------ Supplied data ------
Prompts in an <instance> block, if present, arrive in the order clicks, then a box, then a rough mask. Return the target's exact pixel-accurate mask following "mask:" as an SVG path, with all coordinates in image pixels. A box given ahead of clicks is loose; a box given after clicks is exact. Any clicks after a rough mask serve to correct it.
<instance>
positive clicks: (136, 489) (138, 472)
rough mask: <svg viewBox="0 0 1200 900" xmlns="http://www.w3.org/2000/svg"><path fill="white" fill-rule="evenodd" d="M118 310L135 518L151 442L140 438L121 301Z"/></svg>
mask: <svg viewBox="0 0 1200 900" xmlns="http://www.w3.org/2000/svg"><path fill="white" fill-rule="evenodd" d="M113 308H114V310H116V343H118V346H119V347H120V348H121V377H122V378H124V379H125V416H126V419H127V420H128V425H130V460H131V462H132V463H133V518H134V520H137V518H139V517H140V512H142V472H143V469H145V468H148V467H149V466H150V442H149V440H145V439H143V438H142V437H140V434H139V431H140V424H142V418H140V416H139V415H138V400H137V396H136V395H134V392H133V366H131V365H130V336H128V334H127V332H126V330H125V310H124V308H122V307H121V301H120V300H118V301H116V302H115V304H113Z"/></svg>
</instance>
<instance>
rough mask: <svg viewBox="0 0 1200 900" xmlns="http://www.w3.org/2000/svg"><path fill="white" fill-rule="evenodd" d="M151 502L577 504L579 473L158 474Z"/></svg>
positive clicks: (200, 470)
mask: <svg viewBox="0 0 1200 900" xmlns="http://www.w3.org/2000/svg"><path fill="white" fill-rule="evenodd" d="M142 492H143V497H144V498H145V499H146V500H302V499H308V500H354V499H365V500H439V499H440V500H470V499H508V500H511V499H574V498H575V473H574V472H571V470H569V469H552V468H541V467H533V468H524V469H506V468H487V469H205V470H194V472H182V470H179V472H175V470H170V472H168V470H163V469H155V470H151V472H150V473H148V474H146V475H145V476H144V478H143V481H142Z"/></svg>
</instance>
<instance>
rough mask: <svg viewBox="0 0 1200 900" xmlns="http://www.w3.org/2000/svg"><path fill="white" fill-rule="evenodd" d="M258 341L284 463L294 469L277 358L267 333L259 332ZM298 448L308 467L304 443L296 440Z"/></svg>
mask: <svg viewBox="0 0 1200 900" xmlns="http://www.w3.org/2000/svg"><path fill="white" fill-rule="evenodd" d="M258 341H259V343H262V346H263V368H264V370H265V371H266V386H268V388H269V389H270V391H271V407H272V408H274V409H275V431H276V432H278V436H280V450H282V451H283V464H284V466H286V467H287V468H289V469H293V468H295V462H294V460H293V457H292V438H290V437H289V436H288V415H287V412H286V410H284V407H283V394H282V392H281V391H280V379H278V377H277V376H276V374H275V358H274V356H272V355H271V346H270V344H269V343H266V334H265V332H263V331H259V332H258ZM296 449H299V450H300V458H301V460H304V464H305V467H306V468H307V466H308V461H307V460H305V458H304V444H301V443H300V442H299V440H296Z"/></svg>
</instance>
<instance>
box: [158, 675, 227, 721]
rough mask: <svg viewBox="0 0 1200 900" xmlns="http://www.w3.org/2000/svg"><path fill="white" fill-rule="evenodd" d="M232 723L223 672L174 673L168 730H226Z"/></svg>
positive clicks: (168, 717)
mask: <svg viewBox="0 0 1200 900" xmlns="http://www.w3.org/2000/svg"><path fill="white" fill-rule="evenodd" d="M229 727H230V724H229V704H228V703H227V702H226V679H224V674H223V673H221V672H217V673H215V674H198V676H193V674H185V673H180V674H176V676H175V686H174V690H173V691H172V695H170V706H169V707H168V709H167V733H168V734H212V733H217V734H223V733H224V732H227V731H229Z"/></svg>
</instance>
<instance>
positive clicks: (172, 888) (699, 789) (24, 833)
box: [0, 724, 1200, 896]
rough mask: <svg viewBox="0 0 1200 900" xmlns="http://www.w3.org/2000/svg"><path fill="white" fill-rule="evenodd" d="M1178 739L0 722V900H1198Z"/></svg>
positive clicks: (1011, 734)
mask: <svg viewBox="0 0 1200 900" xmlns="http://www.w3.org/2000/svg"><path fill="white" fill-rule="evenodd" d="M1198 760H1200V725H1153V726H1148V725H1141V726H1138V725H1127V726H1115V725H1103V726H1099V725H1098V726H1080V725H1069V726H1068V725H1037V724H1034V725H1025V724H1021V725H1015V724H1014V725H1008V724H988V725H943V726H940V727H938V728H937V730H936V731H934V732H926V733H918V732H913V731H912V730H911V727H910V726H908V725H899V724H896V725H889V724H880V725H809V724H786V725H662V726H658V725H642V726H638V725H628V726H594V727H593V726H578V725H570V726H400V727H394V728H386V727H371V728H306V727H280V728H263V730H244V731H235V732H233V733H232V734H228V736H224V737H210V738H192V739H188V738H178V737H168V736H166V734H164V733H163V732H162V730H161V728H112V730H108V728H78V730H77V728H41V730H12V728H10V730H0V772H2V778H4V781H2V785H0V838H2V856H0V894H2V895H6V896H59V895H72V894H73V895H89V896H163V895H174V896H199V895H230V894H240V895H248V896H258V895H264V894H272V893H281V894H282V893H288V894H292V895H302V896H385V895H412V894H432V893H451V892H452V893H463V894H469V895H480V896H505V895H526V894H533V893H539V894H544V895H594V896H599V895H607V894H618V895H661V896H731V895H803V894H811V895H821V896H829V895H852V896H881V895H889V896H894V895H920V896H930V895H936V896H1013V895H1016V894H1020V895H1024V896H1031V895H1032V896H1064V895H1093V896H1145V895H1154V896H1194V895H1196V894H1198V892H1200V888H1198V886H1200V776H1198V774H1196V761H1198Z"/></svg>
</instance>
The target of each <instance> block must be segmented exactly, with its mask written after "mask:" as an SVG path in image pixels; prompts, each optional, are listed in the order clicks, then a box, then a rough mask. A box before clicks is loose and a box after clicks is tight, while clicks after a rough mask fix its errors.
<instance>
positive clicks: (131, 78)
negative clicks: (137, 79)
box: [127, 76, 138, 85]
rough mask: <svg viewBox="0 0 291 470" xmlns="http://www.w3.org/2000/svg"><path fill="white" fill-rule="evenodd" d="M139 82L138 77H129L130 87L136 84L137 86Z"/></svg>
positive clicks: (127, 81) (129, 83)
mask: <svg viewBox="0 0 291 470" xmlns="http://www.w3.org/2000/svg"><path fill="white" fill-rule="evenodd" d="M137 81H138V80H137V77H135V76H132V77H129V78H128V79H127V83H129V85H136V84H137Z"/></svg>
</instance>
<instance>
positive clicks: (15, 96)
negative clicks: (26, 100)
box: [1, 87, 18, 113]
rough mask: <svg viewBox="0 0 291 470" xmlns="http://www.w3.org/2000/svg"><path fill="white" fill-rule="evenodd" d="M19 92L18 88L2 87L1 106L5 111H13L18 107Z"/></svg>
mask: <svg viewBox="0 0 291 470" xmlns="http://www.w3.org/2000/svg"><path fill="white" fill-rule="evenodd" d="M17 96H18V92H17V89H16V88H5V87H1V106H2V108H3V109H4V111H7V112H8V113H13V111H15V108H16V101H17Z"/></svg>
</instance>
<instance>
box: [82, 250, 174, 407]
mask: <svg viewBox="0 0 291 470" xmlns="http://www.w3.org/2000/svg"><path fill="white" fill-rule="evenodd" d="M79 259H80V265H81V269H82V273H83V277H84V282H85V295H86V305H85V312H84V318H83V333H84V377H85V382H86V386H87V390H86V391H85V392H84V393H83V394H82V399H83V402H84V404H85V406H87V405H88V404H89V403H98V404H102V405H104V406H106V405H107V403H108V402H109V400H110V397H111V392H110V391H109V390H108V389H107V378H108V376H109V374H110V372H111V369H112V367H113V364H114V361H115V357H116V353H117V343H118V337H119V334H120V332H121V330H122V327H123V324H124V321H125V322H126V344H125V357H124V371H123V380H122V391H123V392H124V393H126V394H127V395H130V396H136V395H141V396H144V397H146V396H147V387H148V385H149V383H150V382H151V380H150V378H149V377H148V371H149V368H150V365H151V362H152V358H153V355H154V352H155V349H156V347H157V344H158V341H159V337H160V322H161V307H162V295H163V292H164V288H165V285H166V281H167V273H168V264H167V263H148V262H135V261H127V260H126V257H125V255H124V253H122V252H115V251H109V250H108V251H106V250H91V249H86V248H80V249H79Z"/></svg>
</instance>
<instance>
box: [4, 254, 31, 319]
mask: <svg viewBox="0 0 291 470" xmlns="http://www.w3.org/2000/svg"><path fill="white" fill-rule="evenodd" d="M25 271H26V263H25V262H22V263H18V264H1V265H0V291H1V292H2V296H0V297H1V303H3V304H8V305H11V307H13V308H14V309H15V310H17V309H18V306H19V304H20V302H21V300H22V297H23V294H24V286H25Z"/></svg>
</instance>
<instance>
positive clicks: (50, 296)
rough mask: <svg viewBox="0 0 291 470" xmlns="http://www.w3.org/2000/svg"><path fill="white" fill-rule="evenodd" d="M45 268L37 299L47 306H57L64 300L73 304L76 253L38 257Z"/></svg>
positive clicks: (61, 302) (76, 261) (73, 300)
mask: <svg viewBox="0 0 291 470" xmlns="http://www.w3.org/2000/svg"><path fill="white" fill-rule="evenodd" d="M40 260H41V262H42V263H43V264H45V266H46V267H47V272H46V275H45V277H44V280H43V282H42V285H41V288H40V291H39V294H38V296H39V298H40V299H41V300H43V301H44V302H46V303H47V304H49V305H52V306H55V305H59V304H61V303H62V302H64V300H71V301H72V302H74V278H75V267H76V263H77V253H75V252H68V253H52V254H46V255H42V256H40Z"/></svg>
------
* Work order *
Find and copy each line above that includes the string "negative".

* Expected answer *
negative clicks: (137, 79)
negative clicks: (26, 100)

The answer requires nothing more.